◆ **Data extracted from a collection**:
start
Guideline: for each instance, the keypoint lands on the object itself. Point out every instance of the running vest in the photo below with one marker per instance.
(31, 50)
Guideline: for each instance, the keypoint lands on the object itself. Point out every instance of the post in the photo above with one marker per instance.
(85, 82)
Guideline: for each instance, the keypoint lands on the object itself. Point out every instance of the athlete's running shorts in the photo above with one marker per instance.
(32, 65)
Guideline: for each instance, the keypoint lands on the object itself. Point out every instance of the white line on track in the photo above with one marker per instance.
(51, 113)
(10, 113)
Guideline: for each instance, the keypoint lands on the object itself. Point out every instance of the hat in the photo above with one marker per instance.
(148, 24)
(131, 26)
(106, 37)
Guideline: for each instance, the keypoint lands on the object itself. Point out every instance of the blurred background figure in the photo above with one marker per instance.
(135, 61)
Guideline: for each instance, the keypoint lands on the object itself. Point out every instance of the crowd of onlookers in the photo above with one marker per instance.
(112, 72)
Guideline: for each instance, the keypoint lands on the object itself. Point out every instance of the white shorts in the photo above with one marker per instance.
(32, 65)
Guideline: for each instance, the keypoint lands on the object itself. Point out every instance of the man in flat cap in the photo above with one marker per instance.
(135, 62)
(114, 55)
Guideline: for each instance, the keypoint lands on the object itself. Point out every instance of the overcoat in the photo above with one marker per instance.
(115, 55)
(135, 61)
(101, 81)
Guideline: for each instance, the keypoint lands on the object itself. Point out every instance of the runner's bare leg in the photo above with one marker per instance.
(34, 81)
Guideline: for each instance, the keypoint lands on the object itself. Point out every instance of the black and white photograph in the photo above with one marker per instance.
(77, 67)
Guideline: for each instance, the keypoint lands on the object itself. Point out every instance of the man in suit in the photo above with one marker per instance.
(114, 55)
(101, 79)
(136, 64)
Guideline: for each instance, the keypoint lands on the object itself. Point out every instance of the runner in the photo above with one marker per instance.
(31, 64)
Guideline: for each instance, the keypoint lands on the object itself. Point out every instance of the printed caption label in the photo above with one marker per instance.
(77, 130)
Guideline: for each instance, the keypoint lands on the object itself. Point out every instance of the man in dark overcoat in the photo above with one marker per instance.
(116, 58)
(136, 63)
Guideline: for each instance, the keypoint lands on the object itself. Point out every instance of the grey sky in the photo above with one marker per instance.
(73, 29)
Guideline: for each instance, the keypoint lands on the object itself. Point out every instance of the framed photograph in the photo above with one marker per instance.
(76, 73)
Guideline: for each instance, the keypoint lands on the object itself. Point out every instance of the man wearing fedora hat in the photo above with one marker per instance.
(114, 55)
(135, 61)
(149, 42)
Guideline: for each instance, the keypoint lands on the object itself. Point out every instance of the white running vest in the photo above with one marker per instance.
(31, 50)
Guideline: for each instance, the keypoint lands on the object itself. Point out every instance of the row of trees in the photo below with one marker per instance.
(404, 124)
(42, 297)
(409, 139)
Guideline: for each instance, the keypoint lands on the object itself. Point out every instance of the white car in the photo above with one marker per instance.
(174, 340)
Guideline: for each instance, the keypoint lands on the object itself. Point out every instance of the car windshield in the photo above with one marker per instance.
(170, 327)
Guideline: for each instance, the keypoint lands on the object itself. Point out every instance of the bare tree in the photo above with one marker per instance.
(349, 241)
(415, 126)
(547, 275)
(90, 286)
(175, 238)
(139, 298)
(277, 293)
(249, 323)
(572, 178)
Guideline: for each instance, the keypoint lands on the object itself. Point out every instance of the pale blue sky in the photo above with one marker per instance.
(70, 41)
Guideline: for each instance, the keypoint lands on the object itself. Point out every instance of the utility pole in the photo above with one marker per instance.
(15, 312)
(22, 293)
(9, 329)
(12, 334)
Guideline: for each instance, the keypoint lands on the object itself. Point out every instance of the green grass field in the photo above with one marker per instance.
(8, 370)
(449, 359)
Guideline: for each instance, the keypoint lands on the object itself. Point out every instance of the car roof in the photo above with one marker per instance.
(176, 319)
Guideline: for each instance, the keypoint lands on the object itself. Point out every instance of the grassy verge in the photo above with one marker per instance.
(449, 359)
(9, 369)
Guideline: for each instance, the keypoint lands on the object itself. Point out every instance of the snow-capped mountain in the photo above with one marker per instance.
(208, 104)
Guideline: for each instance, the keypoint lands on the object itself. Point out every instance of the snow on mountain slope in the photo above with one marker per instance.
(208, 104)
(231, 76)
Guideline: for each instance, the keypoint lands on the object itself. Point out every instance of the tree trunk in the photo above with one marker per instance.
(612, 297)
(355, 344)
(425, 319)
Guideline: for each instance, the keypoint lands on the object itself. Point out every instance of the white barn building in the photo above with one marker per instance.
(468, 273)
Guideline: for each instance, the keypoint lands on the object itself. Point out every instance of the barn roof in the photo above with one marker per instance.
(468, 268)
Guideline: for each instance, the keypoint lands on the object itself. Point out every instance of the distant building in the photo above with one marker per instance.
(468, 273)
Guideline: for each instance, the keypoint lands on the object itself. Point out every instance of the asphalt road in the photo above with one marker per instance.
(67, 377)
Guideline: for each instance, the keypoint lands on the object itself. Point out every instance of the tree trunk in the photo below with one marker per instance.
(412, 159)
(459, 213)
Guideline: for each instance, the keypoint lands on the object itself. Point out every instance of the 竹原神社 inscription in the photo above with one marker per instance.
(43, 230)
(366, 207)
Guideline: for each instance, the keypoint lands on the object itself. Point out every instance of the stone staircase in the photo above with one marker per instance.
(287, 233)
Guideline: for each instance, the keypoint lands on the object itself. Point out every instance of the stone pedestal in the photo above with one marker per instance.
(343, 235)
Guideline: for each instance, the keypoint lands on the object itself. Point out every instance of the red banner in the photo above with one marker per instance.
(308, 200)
end
◆ **GIVEN EXERCISE**: Each entry above is to be printed again exactly.

◆ **SOLUTION FOR THIS EXERCISE**:
Guideline: for each instance, the keypoint lands on the object itself. Point out every instance of the running vest in the photo below with one marker per instance.
(31, 50)
Guideline: for each instance, the keypoint lands on the object itself. Point out every instance of the post in the photo above with one marker per instance.
(85, 82)
Guideline: for each instance, the keypoint lands on the object itself. Point out every instance of the athlete's running shorts in the photo above with one marker per instance.
(32, 65)
Guideline: for each instance, the keypoint lands on the object itself. Point out every instance of the white line on track in the photo above with one marker per instance.
(51, 113)
(10, 113)
Guideline: for each instance, the keypoint lands on the object itself. Point out every instance of the hat in the photo above with one marker per instance.
(148, 24)
(131, 26)
(106, 37)
Guideline: for each instance, the keypoint lands on the object itself. Point out every instance of the blurred background figure in the photo above with one marker per instance.
(135, 61)
Guideline: for each instance, the keypoint lands on the object itself. Point out every instance of the crowd of onlookers in the photo above with one marker per instance.
(112, 72)
Guideline: for each instance, the keypoint lands on the object itself. Point out every instance of the white shorts in the photo above with one marker per instance.
(32, 65)
Guideline: for each instance, the keypoint lands on the object itself. Point out every instance of the man in flat cap in the photo above with one marker per instance.
(135, 62)
(114, 55)
Guideline: for each instance, the keypoint lands on the object itself. Point out every instance of the overcoat in the photo above with one marker per instance.
(115, 55)
(135, 61)
(101, 81)
Guideline: for each instance, the keypoint lands on the object itself. Point out every instance of the runner's bare leg in the photo above with one marker per instance.
(34, 81)
Guideline: for each instance, the keypoint lands on the object itself. Point out every instance of the black and white photograph in the photo above with one marker per instance.
(77, 67)
Guideline: for each instance, the keypoint lands on the object itself. Point out every instance of the man in suit in the photo above with one marker per instance.
(114, 55)
(101, 79)
(136, 64)
Guideline: for each instance, the keypoint lands on the object itself. Point out every instance of the runner in the photo above with one marker per instance.
(31, 64)
Guideline: for each instance, the keypoint lands on the object itself. Point out every instance of the printed caption label in the photo above with one marker per instance.
(77, 130)
Guideline: for each instance, the keypoint lands on the object itself. Point out every instance of the man in dark overcoat in the photo above with one marker per instance.
(116, 58)
(136, 63)
Guideline: for each instance, the keypoint lands on the object itself. Point out every instance of the grey sky in the photo above with one marker per instance.
(73, 29)
Guideline: for each instance, the keypoint lands on the object itself. Point out every instance of the framed photograph in the photo above with one marker per instance.
(76, 73)
Guideline: for each instance, the keypoint lands on the object itself. Point out every instance of the man wearing fedora hat in the photo above with one marker per instance.
(114, 55)
(135, 61)
(149, 42)
Guideline: for each instance, the keypoint lands on the object itself. Point out every instance of the white running vest in the photo above with one marker per instance.
(31, 50)
Guideline: for each instance, the keypoint lands on the object itself. Point out every instance of the row of trees in the photo below with one marker per instance.
(404, 124)
(42, 297)
(409, 139)
Guideline: for each instance, the keypoint lands on the object itself. Point out every instance of the white car in the photo above with one marker per instance.
(174, 340)
Guideline: for each instance, the keypoint lands on the object itself. Point out every instance of the car windshield in the photo above with one marker per instance.
(170, 327)
Guideline: for each instance, the keypoint lands on the object itself. Point out every instance of the bare tree in the photo above with one marker per instance.
(349, 241)
(415, 126)
(547, 275)
(90, 286)
(175, 238)
(139, 298)
(277, 293)
(249, 323)
(572, 178)
Guideline: for each instance, the keypoint lands on the object itself. Point out every instance of the pale blue sky in the photo above with one marker per instance.
(70, 41)
Guideline: for each instance, the keypoint lands on the object itself. Point out every instance of the utility pole in the photo above with one marker per instance.
(15, 312)
(22, 293)
(9, 329)
(12, 334)
Guideline: for each instance, the keypoint lands on the object itself. Point out every instance of the green grass field in the photo above with one marker per instance.
(8, 370)
(449, 359)
Guideline: for each instance, the keypoint lands on the object itself. Point out every instance of the car roof in the photo above with one marker per instance.
(176, 319)
Guideline: for each instance, the keypoint lands on the object itself. Point out every instance of the grassy verge in the photo above with one marker per instance.
(449, 359)
(9, 369)
Guideline: for each instance, the keypoint lands on the object itself. Point out every instance of the snow-capped mountain in the photo above with one marker per instance.
(208, 104)
Guideline: for each instance, the keypoint lands on the object itself. Point out every instance of the snow on mountain slope in the photo above with one marker per instance.
(208, 104)
(231, 76)
Guideline: for each instance, the keypoint lands on the object itself. Point out every instance of the tree trunk in the photo above with one marker per instance.
(612, 297)
(355, 344)
(425, 319)
Guideline: for each instance, the keypoint lands on the object itself. Point out every instance of the white barn building in the photo above with one marker per instance.
(468, 273)
Guideline: for each instance, the keypoint lands on the object itself. Point out every instance of the barn roof in the photo above with one marker per instance.
(468, 268)
Guideline: for each instance, the keypoint lands on the object itself. Point out every instance of the distant building in the photo above with one marker per instance.
(468, 273)
Guideline: for each instance, the keypoint lands on the object itself. Point out every instance of the asphalt road in the photo above with one marker per instance.
(67, 377)
Guideline: for each instance, the keypoint lands on the object itself. Point out every instance of the tree trunk in the photo below with one marker per instance.
(412, 159)
(459, 213)
Guideline: for each instance, the keypoint lands on the object itself. Point out every instance of the 竹原神社 inscription in the photo above with one marker per instance.
(43, 230)
(366, 207)
Guideline: for each instance, the keypoint lands on the object itself. Point out every instance of the stone staircase in the photo above with one marker per instance.
(287, 233)
Guideline: for each instance, the keypoint lands on the object itself. Point out every instance of the stone pedestal in the photo above with one marker per instance.
(343, 235)
Guideline: for each instance, the keypoint lands on the object itself. Point out every instance of the red banner in the photo above with one marker per instance.
(308, 200)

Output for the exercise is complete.